*** Opening EXCERPT PROVIDED ***

Targeted Therapy May Allow Lifesaving Immunotherapy

Immune checkpoint inhibitors (ICIs) have transformed treatment for many types of cancer. In some patients, however, ICIs are associated with immune-related complications that can affect the kidneys. These complications sometimes require care teams to pause or discontinue lifesaving treatment. A study led by Sandra Herrmann, M.D., an onconephrologist and researcher at Mayo Clinic, helps clarify how immune-related kidney inflammation develops and provides preclinical evidence supporting a targeted approach that could improve how these side effects are managed - and could potentially be prevented.

In the study, published in JCI Insight, Dr. Herrmann and a team of Mayo Clinic researchers explored how ICIs can trigger inflammation in the kidneys, which can lead to acute kidney injury. About 1 in 5 patients receiving ICIs develop acute kidney injury during treatment. While about 5% of these cases are most directly associated with ICI-induced interstitial nephritis, determining the cause can take time. Care teams must pause treatment for testing and, in some cases, discontinue ICI therapy - even if it's treating their cancer effectively.

Portrait of Dr. Sandra Herrmann
Sandra Herrmann, M.D.

"We don't want to stop this very important drug that helps your immune system fight cancer, so we need to be sure the immunotherapy is causing kidney injury and not something else," says Dr. Herrmann, senior author of the study.

To better understand and address these complications, Dr. Herrmann and her team developed a preclinical model to study how this inflammation occurs and how it could be treated or prevented.

"For the first time, we were able to reproduce in a lab model the same kidney inflammation we see in patients receiving immunotherapy. That gave us a platform to test targeted treatment for kidney inflammation that blocks the inflammatory signal TNF-alpha - an approach already used clinically for other immune-related conditions," says Dr. Herrmann.

The findings show that TNF-alpha blockade improved markers of kidney injury in preclinical models and could potentially be explored as a preventive approach in people receiving immunotherapy for cancer.

*** Closing EXCERPT PROVIDED ***

▶ **WHAT TO WORK ON**:
1/ Copy out the part of the article on immunotherapy and kidney inflammation that begins at the words "Portrait of Dr." and ends after the words "of the study.".
2/ Answer these questions using the article on immunotherapy and kidney inflammation.
(a) In which journal was the study published?
(b) About how many patients receiving ICIs develop acute kidney injury during treatment?
(c) What inflammatory signal does the targeted treatment block?

*** Opening EXTRACTED RECORDS ***

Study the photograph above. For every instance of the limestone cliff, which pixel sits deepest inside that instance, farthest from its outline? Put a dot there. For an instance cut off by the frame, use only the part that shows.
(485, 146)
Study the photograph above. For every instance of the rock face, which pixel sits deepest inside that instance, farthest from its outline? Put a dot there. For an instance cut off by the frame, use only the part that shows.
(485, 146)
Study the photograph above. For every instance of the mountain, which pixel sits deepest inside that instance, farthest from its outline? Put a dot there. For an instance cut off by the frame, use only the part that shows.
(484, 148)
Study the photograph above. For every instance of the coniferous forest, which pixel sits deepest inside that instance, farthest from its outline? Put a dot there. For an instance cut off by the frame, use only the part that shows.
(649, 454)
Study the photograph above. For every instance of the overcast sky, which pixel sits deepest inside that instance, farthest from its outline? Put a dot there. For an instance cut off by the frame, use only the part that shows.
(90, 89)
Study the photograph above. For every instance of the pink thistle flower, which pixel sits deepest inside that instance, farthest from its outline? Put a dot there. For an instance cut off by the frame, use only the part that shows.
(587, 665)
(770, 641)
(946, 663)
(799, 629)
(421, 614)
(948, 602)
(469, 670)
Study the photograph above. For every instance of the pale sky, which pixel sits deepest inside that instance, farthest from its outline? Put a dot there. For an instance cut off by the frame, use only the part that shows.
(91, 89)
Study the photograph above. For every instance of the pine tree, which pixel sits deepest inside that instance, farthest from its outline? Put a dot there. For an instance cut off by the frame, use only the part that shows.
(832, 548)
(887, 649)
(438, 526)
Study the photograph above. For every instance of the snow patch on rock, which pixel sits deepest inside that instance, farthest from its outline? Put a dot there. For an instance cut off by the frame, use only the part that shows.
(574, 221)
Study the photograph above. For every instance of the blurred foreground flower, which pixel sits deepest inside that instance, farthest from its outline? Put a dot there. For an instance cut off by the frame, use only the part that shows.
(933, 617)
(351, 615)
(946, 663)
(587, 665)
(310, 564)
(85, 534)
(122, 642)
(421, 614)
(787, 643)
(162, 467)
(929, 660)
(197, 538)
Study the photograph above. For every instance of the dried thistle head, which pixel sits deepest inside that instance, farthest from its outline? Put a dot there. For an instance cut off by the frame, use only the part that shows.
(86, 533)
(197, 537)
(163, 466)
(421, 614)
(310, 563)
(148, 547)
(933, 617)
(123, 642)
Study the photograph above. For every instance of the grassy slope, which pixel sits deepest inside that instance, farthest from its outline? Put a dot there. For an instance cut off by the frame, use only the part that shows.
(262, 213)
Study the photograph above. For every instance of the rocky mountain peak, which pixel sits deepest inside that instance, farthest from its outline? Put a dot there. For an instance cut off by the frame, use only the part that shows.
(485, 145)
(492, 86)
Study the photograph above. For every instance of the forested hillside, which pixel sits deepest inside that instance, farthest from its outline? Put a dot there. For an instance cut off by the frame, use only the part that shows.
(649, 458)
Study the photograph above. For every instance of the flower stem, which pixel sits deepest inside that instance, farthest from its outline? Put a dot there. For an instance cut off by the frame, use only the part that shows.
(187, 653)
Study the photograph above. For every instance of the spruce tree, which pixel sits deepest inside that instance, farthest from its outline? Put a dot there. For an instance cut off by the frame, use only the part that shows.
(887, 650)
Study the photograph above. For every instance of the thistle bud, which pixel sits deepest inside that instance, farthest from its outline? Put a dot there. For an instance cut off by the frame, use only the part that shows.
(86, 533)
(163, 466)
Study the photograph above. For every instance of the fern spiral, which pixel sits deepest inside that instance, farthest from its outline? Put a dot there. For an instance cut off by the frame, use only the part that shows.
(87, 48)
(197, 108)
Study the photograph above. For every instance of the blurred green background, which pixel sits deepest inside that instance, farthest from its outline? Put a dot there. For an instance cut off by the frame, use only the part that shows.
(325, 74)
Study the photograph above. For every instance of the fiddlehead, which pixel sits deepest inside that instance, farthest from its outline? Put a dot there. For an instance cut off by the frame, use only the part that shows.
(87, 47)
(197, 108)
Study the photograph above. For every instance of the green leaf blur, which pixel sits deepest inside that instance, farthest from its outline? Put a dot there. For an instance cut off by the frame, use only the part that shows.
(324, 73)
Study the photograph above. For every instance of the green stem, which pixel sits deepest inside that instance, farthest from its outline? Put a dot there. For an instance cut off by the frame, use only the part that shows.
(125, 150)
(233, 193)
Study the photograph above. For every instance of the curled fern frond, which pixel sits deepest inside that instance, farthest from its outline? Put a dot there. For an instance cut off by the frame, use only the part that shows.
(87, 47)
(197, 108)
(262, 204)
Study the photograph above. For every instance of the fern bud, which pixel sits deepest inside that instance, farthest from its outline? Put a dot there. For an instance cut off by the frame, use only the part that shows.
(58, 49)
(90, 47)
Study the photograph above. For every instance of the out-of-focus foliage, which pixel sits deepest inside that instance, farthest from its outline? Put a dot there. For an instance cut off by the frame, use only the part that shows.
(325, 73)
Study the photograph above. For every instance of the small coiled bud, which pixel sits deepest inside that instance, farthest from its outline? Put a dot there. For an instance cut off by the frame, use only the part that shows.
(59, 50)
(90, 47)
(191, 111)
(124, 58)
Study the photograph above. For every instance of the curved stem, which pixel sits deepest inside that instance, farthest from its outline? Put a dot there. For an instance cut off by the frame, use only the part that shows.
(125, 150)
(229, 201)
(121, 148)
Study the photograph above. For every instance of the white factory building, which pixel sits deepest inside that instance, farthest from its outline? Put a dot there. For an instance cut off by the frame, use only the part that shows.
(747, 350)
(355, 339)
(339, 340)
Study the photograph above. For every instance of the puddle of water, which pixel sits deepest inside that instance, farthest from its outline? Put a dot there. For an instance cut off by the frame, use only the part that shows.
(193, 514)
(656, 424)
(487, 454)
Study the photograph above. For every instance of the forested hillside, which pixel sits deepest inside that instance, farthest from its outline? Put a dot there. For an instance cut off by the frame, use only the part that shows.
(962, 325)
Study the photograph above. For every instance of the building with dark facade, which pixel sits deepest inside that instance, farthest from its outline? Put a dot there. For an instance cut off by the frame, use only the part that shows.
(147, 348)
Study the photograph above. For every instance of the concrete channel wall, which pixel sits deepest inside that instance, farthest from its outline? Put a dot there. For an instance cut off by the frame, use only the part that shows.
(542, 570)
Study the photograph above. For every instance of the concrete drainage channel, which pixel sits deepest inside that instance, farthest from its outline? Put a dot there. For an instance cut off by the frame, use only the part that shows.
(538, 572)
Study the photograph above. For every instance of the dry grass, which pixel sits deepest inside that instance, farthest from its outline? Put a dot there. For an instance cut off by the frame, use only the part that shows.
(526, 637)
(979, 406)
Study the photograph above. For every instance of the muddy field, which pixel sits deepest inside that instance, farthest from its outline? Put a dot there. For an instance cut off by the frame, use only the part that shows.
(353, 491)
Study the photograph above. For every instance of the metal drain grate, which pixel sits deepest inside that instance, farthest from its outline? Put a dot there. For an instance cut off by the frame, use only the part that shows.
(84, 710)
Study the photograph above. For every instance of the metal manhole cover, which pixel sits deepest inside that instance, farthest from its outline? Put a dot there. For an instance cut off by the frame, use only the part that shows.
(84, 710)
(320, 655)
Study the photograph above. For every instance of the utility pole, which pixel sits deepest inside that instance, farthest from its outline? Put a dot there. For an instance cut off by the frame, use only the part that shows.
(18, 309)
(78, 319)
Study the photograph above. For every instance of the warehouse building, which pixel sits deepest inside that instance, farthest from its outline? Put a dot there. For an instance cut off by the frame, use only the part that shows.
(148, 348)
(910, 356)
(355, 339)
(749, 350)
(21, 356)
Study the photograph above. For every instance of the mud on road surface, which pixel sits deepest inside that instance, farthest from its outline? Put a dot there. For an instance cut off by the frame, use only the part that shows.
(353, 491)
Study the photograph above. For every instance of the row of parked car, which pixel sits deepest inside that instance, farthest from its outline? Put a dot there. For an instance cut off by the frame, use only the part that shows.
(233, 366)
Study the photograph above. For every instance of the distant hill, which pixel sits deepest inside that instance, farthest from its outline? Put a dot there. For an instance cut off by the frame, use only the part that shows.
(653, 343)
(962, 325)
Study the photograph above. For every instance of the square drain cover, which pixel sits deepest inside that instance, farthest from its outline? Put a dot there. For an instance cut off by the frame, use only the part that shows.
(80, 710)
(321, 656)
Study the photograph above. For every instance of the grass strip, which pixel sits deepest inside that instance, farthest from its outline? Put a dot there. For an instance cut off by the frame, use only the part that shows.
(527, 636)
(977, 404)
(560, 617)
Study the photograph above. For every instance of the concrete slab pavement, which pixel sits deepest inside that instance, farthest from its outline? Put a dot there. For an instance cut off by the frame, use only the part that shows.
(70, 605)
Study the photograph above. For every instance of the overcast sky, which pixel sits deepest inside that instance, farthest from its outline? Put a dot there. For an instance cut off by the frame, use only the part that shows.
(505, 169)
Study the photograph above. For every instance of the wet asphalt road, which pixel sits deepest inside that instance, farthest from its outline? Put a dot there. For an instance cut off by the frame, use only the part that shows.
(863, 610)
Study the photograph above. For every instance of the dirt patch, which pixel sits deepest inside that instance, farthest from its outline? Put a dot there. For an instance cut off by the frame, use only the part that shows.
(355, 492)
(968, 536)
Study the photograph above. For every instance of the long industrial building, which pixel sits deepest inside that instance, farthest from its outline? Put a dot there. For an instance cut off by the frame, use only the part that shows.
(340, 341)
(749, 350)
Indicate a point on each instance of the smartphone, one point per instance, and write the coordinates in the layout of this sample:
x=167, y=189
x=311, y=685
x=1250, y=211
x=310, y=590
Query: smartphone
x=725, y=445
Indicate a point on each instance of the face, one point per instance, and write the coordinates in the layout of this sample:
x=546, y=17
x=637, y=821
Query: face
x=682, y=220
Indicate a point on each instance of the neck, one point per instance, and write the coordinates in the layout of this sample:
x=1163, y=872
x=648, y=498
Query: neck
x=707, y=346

*** Closing EXTRACTED RECORDS ***

▶ **EXERCISE SOLUTIONS**:
1/
Portrait of Dr. Sandra Herrmann
Sandra Herrmann, M.D.

"We don't want to stop this very important drug that helps your immune system fight cancer, so we need to be sure the immunotherapy is causing kidney injury and not something else," says Dr. Herrmann, senior author of the study.

2/
(a) JCI Insight
(b) About 1 in 5
(c) TNF-alpha